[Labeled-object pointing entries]
============================================================
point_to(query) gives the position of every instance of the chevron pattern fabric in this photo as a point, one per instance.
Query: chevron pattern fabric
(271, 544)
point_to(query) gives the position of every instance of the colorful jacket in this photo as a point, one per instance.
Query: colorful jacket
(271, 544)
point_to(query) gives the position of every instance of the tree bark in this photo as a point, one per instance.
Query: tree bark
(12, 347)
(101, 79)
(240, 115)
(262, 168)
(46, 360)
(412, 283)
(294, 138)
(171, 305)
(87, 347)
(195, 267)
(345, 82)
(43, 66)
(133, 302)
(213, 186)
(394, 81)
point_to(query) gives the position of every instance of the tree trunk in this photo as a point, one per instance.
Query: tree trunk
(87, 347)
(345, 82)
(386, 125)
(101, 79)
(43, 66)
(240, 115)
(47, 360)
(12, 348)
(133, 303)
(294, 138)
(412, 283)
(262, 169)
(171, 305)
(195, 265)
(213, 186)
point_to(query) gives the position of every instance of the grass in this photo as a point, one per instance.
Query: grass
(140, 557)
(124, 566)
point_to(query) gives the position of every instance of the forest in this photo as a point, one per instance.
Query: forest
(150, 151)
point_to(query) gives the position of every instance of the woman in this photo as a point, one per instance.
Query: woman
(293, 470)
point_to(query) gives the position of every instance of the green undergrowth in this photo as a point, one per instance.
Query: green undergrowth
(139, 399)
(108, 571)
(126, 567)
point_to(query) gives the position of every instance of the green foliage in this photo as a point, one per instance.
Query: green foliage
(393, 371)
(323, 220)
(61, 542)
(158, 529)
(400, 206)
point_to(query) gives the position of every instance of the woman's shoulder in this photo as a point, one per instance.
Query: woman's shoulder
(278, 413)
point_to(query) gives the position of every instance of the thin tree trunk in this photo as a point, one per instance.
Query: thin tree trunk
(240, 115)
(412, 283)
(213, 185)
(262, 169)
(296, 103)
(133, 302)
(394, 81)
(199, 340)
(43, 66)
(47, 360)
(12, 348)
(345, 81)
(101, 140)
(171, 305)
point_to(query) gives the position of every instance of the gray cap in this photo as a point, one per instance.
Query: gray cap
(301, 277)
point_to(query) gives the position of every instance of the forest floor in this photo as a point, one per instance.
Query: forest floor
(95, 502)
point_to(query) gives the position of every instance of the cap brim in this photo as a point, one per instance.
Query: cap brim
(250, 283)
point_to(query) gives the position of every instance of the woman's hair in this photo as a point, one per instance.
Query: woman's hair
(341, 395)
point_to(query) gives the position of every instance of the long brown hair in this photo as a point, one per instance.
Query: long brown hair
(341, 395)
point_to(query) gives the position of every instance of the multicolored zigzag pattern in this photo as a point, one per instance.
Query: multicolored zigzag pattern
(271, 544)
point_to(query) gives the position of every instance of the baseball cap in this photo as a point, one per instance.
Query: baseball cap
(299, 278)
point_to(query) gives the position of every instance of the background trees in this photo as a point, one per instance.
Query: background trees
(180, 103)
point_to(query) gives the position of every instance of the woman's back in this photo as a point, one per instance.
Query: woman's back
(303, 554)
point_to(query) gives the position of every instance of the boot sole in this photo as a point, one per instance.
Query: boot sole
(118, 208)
============================================================
Your task is to reproduce the whole listing exactly.

point_to(query) gives the position of every instance of the chevron pattern fabric in this photo as a point, one per instance.
Query: chevron pattern fabric
(271, 544)
point_to(query) gives the position of every instance of the colorful jacket in this photo as a point, one per instance.
Query: colorful jacket
(271, 544)
point_to(query) gives the position of every instance of the tree bark in this photo as a point, one per instance.
Query: tree bark
(12, 347)
(101, 79)
(240, 115)
(262, 168)
(46, 360)
(412, 283)
(294, 138)
(171, 305)
(87, 347)
(195, 267)
(345, 82)
(43, 66)
(133, 302)
(213, 186)
(394, 81)
point_to(query) gives the position of every instance of the tree trunk in this photo as a point, one per instance.
Query: tree trunk
(87, 347)
(345, 82)
(386, 125)
(101, 79)
(43, 66)
(240, 115)
(47, 360)
(12, 348)
(133, 303)
(294, 138)
(412, 283)
(262, 169)
(171, 305)
(195, 265)
(213, 186)
point_to(query) gives the position of every instance of the grass in this photo as a point, one per instance.
Query: grass
(140, 557)
(124, 566)
point_to(query) gives the position of every instance of the forest in this photo as a point, one per instance.
Query: forest
(150, 151)
point_to(query) gives the position of every instance of the woman in this photo as a point, one per instance.
Query: woman
(293, 470)
point_to(query) gives the position of every instance of the green undergrowth in this photo as a point, one per instance.
Query: green undergrowth
(139, 399)
(108, 571)
(126, 567)
point_to(query) gives the position of every instance of the green foliage in this photo as a point, one per instance.
Query: green foliage
(393, 371)
(323, 220)
(61, 542)
(158, 529)
(400, 206)
point_to(query) gives the position of every instance of the woman's shoulder in this photo as a point, one per instance.
Query: woman's shoulder
(278, 413)
point_to(query) gives the position of every instance of the thin tree trunk in this photo as a point, one per instance.
Query: thin tree trunk
(240, 115)
(412, 283)
(213, 185)
(262, 169)
(296, 103)
(133, 302)
(394, 81)
(199, 340)
(43, 66)
(47, 360)
(12, 348)
(345, 81)
(101, 140)
(171, 305)
point_to(query) gives the position of every instance of the gray cap in this photo as a point, one per instance.
Query: gray cap
(301, 277)
point_to(query) gives the position of every instance of the forest floor in this photo as a point, one per instance.
Query: forest floor
(95, 502)
point_to(query) gives the position of every instance of the cap brim in this photo as a point, one per instance.
Query: cap brim
(250, 283)
point_to(query) gives the position of every instance of the woman's hair in this photo as a point, one per instance.
Query: woman's hair
(341, 395)
point_to(query) gives the position of every instance of the long brown hair in this photo as a point, one per instance.
Query: long brown hair
(341, 395)
point_to(query) gives the position of every instance of the multicolored zigzag pattern in this photo as a point, one per instance.
Query: multicolored zigzag pattern
(271, 544)
point_to(query) gives the position of every instance of the baseball cap in this photo as a point, one per instance.
Query: baseball cap
(299, 278)
point_to(query) gives the position of every instance of the background trees in this photo as a point, one per instance.
Query: background trees
(180, 103)
point_to(query) gives the position of every instance of the woman's back in this photo as a point, one per instance.
Query: woman's back
(303, 554)
point_to(query) gives the position of every instance of the boot sole in this photo as a point, one per instance.
Query: boot sole
(118, 208)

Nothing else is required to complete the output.